[Opening DATA EXCERPTS section]
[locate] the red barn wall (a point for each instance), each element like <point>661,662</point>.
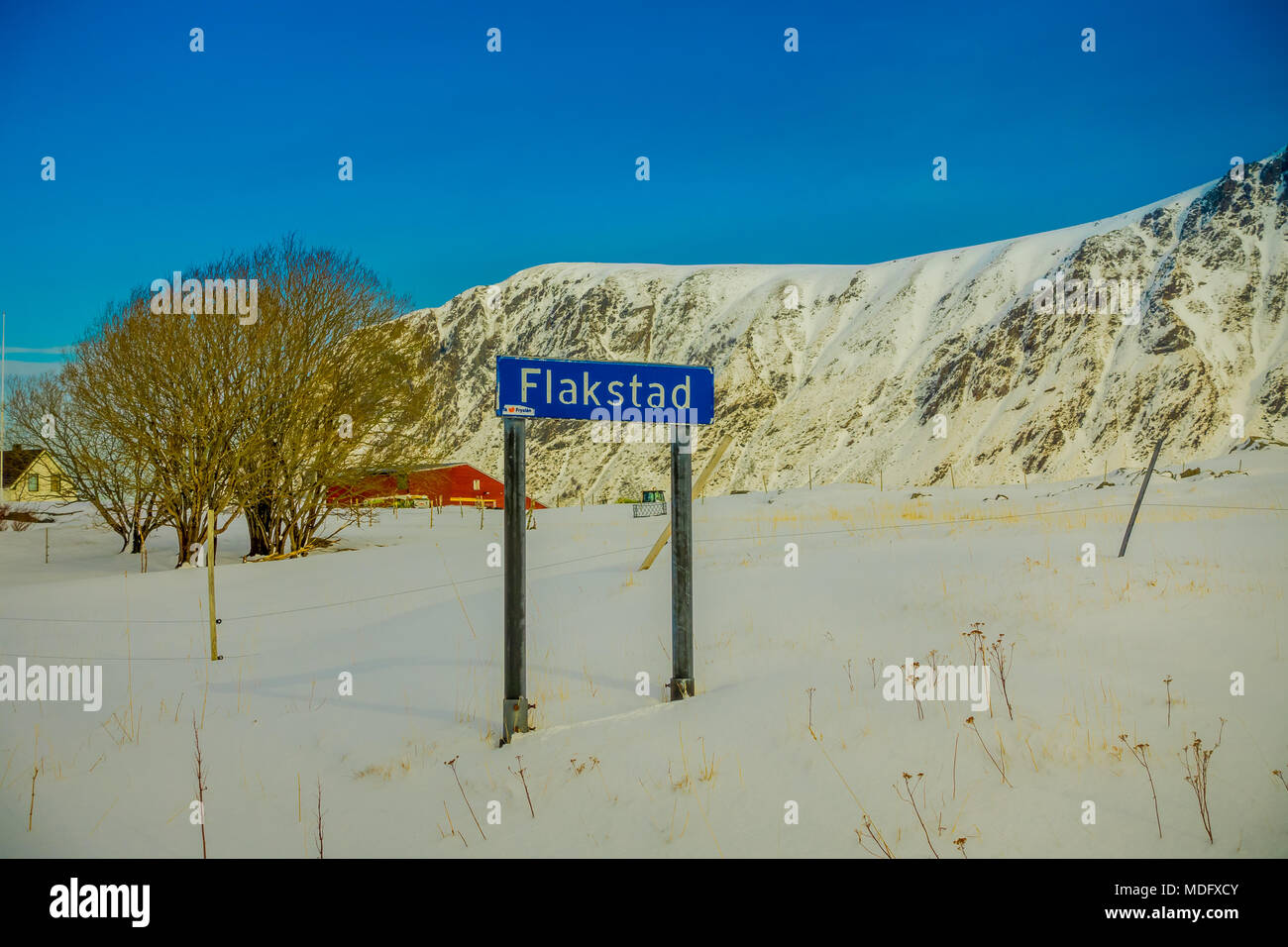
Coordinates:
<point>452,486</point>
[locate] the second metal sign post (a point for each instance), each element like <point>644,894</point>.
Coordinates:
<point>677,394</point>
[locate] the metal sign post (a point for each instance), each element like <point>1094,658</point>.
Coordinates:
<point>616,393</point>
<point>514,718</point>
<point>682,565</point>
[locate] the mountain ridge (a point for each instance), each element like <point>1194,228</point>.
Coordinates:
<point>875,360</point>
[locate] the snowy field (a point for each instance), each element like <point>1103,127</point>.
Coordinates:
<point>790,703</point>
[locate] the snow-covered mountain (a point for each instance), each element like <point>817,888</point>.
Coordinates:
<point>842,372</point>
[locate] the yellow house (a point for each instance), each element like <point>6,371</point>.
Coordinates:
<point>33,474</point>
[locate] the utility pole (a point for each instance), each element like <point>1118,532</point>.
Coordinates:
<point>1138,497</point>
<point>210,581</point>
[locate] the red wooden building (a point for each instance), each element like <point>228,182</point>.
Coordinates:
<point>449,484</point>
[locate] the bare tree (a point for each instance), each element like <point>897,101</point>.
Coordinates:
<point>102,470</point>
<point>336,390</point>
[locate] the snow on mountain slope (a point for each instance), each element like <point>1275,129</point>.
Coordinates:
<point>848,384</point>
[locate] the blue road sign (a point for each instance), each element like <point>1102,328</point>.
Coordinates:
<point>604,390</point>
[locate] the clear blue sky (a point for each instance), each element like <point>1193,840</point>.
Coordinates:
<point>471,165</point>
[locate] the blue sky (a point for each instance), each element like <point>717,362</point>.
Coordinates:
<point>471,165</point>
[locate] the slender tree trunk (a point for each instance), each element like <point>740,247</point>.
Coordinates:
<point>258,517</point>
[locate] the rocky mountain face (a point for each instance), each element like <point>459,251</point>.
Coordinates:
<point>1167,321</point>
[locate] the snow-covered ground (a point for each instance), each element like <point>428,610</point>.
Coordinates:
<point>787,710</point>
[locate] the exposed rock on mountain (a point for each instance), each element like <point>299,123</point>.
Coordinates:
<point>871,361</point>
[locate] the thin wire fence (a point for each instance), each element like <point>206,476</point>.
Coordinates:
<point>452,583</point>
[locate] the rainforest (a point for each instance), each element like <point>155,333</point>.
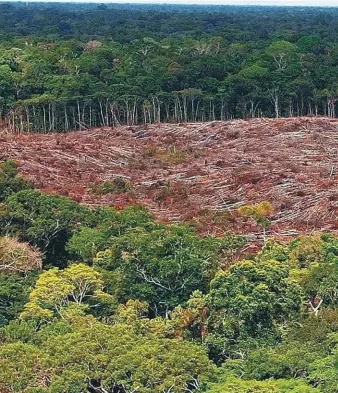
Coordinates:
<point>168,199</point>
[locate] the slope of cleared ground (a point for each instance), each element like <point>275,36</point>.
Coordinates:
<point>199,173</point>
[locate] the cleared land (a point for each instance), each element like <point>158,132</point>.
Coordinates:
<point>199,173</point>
[Closing DATA EXCERPTS section]
Could you output the full set of entries exactly, skipping every picture?

[locate] the red barn wall (a point for each instance), each element like <point>661,662</point>.
Coordinates:
<point>452,486</point>
[locate] the second metal sign post (a point for each instance), each element like <point>644,894</point>.
Coordinates:
<point>677,394</point>
[locate] the metal sign post (a point for each instance), each element like <point>1094,658</point>.
Coordinates:
<point>616,393</point>
<point>514,718</point>
<point>682,565</point>
[locate] the mountain ridge (a point for each instance), each element like <point>1194,228</point>.
Coordinates:
<point>875,360</point>
[locate] the snowy field (a point for each instance), each element like <point>1103,127</point>.
Coordinates:
<point>790,703</point>
[locate] the snow-covered mountain (a point for each instance), each element like <point>817,888</point>.
Coordinates:
<point>842,372</point>
[locate] the yellow house (a point for each instance), each element like <point>6,371</point>.
Coordinates:
<point>33,474</point>
[locate] the utility pole (a point for each instance), each element like <point>1118,532</point>.
Coordinates:
<point>1138,497</point>
<point>210,581</point>
[locate] the red wooden building (a point for each instance), each element like <point>228,182</point>.
Coordinates:
<point>449,484</point>
[locate] the bare tree (a point for each instance), each element like <point>897,101</point>.
Coordinates:
<point>102,470</point>
<point>336,390</point>
[locate] the snow on mountain slope (a point for each instance), each element like <point>1275,129</point>.
Coordinates:
<point>848,384</point>
[locate] the blue road sign (a point for each instance), each element like <point>1102,328</point>.
Coordinates:
<point>604,390</point>
[locate] the clear blue sky (a point for each instance), each element like <point>1193,840</point>.
Coordinates:
<point>471,165</point>
[locate] the blue sky (a point for each instance), each element like <point>717,362</point>.
Coordinates:
<point>471,165</point>
[locate] the slender tree trunk (a point for each instance), each element like <point>740,247</point>.
Coordinates:
<point>258,517</point>
[locate] the rocky mountain face (a point for each instance), each element like <point>459,251</point>.
Coordinates:
<point>1167,321</point>
[locate] the snow-covered ground (a point for each instance), each element like <point>428,610</point>.
Coordinates:
<point>787,710</point>
[locate] the exposed rock on mountain (a point for each instance), each element like <point>299,123</point>.
Coordinates:
<point>871,361</point>
[locate] the thin wire fence (a point for each instance), each element like <point>206,476</point>.
Coordinates:
<point>452,583</point>
[locate] the rainforest (a point for each instance), each element like <point>155,333</point>.
Coordinates:
<point>168,199</point>
[locate] the slope of cleared ground (a point for each instance), each element like <point>275,36</point>.
Coordinates:
<point>199,173</point>
[locate] the cleared land (a point for each instance), each element like <point>158,132</point>.
Coordinates:
<point>199,173</point>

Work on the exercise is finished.